▶ _Exercise A_
Answer these questions using the Cloud CMS passage:
(i) How many records does an API call get back at most if it doesn't specify a limit?
(ii) What maximum pagination limit does Cloud CMS enforce by default?
(iii) What does an API server search for when it comes online?
▶ _Exercise B_
Pick up the Cloud CMS passage after its final sentence and keep writing it.

By default, any API calls that support pagination will be given a paginated limit of 25. In other words, if your API call doesn't specify how many records it wants back, it will get back 25 records at most. Cloud CMS does this to help protect against code that errantly forgets to include pagination in cases where you have very large record sets. Very large record sets implies lots of time to execute, lots of memory consumed and so on.

gitana.api.pagination.limit.default=25

Be on the safe side and specify a limit in your paginated calls.

In addition, Cloud CMS will enforce a maximum pagination limit of 1000. If you try to retrieve more than 1000 records in a result set, your result will be capped. We cap this at 1000 by default though you're free to change this in your own Docker installations to suit your needs:

gitana.api.pagination.limit.max=1000

If you need to retrieve more than 1000 results, we recommend making multiple calls to paginate through the total set using the limit and skip options. See our documentation on Pagination.

Clustering

Each API server that spins up supports clustering. When an API server comes online, it searches for other API servers that might be out there and part of the same cluster. If it finds any, it connects to them and redistributes any cache state to balance out the cluster.

[Excerpts of labeled region data]
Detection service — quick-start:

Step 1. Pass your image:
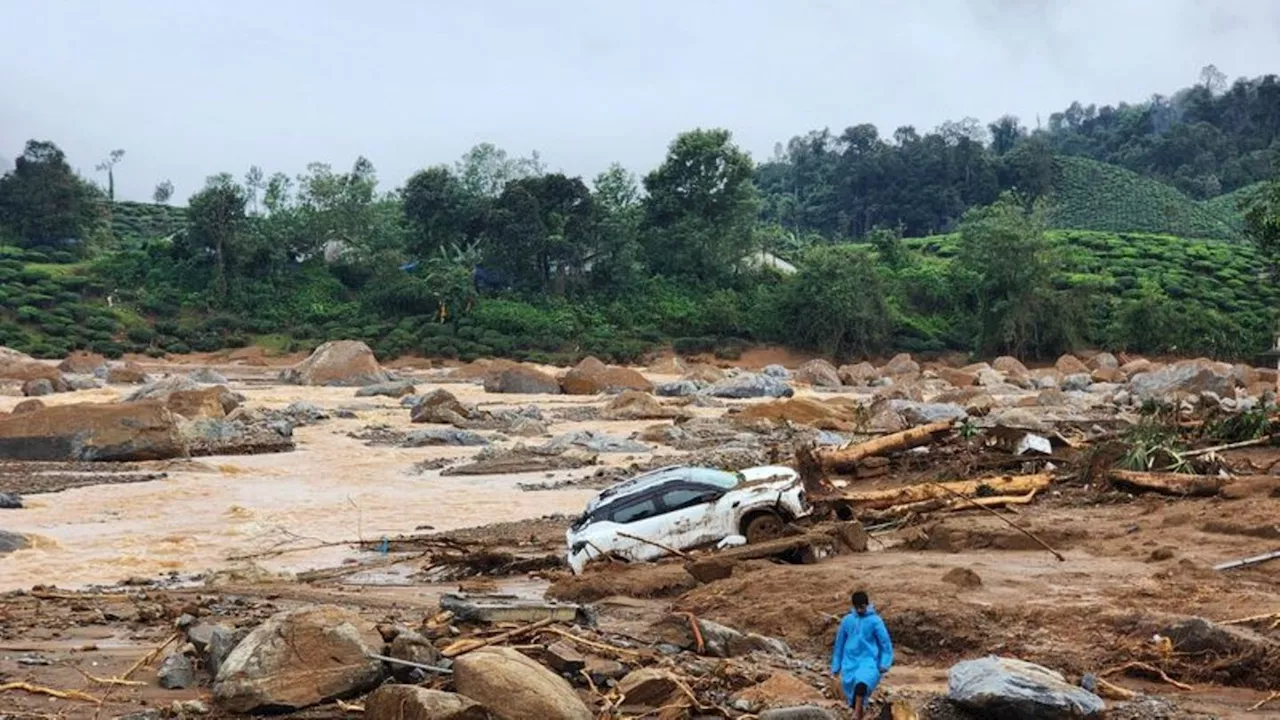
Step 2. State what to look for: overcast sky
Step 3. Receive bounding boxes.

[0,0,1280,201]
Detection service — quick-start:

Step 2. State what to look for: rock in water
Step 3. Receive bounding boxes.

[453,647,593,720]
[1129,360,1234,400]
[0,530,29,555]
[156,652,196,691]
[484,365,561,395]
[947,656,1106,720]
[280,340,390,387]
[703,373,795,400]
[795,360,845,387]
[105,361,150,386]
[187,368,228,386]
[0,402,187,461]
[561,357,653,395]
[356,380,417,397]
[58,351,106,375]
[214,605,383,712]
[364,685,489,720]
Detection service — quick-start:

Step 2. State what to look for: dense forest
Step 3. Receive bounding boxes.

[0,67,1280,361]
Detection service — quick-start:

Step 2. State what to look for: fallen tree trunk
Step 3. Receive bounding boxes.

[1110,470,1228,497]
[815,420,952,470]
[864,489,1037,521]
[814,473,1053,511]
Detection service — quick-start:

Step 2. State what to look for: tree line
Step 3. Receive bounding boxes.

[0,64,1280,360]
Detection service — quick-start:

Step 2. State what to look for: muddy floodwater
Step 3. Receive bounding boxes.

[0,380,604,591]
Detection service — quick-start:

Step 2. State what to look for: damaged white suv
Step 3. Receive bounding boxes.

[566,465,813,574]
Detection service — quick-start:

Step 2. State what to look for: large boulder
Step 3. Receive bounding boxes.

[1129,360,1234,400]
[364,685,489,720]
[58,351,106,375]
[164,386,239,420]
[881,352,920,375]
[0,401,186,461]
[484,365,561,395]
[836,361,879,387]
[991,355,1027,377]
[703,373,795,400]
[178,418,294,457]
[106,361,151,386]
[280,340,390,387]
[561,357,653,395]
[792,360,845,387]
[1053,355,1089,375]
[214,605,384,712]
[408,389,476,427]
[947,656,1106,720]
[453,647,594,720]
[600,391,689,420]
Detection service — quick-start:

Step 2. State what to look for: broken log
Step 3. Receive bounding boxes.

[1110,470,1228,497]
[864,489,1038,521]
[829,473,1053,512]
[815,420,952,470]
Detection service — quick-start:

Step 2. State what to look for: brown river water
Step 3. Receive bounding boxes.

[0,382,604,591]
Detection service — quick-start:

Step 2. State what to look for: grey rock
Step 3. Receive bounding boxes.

[703,373,795,400]
[756,705,840,720]
[187,368,229,386]
[67,375,102,389]
[156,652,196,691]
[282,400,329,425]
[1129,360,1235,400]
[356,380,417,397]
[401,428,489,447]
[947,656,1106,720]
[1062,373,1093,392]
[760,365,791,380]
[22,378,54,397]
[653,380,703,397]
[0,530,29,555]
[888,400,969,425]
[536,430,652,452]
[124,375,200,402]
[205,625,248,678]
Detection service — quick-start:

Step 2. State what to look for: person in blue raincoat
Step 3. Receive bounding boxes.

[831,591,893,720]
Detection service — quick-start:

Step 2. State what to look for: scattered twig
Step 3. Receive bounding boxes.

[440,609,554,657]
[1249,691,1280,712]
[678,612,707,655]
[0,683,102,705]
[72,665,146,688]
[365,652,453,675]
[1098,661,1196,691]
[120,633,178,680]
[1183,436,1275,457]
[613,532,692,560]
[929,483,1066,562]
[547,628,641,657]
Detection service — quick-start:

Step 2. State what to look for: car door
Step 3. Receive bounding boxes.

[654,483,728,550]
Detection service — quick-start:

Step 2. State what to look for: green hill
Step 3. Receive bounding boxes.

[111,202,187,240]
[1051,156,1243,241]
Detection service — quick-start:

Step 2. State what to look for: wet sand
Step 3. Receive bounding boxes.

[0,380,606,591]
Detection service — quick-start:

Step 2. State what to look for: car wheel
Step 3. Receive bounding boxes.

[742,512,786,543]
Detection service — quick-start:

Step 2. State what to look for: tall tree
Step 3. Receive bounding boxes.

[97,150,124,202]
[0,140,101,247]
[151,179,173,205]
[182,173,247,304]
[644,129,760,281]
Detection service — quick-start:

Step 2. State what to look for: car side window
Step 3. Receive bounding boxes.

[662,487,719,510]
[613,497,658,523]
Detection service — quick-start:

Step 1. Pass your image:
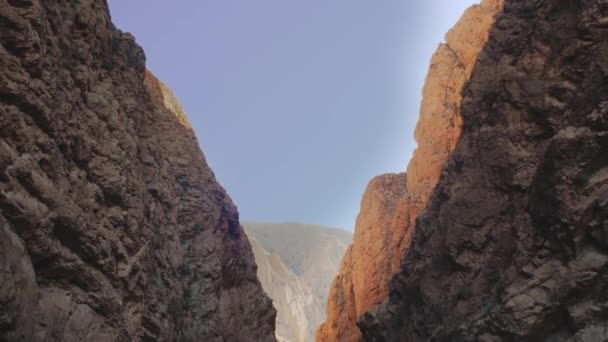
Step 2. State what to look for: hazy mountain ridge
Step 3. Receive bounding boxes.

[243,222,352,342]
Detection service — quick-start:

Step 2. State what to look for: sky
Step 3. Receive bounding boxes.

[109,0,478,230]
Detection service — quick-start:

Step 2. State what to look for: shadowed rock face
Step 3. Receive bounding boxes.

[317,0,502,341]
[0,0,275,342]
[358,0,608,342]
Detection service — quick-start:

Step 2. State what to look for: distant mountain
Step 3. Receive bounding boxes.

[242,222,352,342]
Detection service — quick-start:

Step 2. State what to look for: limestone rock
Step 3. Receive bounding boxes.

[243,222,352,342]
[0,0,275,342]
[317,0,502,341]
[316,173,407,341]
[243,222,353,308]
[248,234,325,342]
[358,0,608,342]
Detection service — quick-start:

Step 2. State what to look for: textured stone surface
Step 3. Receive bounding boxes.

[316,173,407,341]
[246,236,325,342]
[243,222,353,341]
[358,0,608,342]
[317,0,502,341]
[0,0,275,342]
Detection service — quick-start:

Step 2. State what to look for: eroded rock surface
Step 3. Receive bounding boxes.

[317,0,502,341]
[316,173,407,341]
[358,0,608,342]
[0,0,275,342]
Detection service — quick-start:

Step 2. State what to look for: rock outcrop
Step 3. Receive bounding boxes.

[247,233,325,342]
[316,173,407,341]
[0,0,275,342]
[243,222,352,342]
[358,0,608,342]
[317,0,502,341]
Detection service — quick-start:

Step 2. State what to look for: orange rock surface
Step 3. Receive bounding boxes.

[316,0,503,341]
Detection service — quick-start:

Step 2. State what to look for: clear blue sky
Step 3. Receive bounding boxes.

[109,0,477,229]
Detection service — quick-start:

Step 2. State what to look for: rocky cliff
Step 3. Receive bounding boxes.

[247,232,325,342]
[358,0,608,342]
[317,0,502,341]
[243,222,352,342]
[243,222,353,308]
[0,0,275,341]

▶ _Exercise result A_
(i) 25 records.
(ii) 1000.
(iii) Other API servers that might be out there and part of the same cluster.

▶ _Exercise result B_
Similarly, if a Cloud CMS API server goes offline, the other servers in the cluster become aware and re-balance as needed. In this way, a Cloud CMS API cluster is an ephemeral thing - servers may join and leave the cluster as demand increases or falls away.

Every API server, regardless of whether you intend it to participate in a multi-server cluster or not, requires that you provide a cluster.group.name and a cluster.group.password:

cluster.group.name=
cluster.group.password=

You can set these to anything you like. However, if you do intend to have other API servers join the cluster, they will also need to specify the same cluster.group.name and cluster.group.password.

When Cloud CMS starts up, it will bind a port that it will use to communicate with other cluster members (should they come along). As mentioned, even if your cluster is just size 1, you will need to bind this port.

cluster.port=5800

The default port is 5800 if you don't otherwise specify it. This means that any other API servers can communicate with this API server instance on port 5800.

Cloud CMS will assume the IP address of the first network interface it spots. In most cases, this will resolve to localhost or 127.0.0.1 for development or simple server configurations. For more complex configurations where you may have multiple network interfaces, you can specify which interface(s) should be considered via the following configuration:

cluster.interfaces.enabled=true
cluster.interfaces.interface=

The cluster.interfaces.interface property can either be the IP address of the interface or a comma-delimited value of multiple interfaces to consider in order.

Note that the use of interfaces applies most specifically when using multicast or tcpip discovery providers. For other provider types, such as aws or zookeeper, you will likely not need to bother with this.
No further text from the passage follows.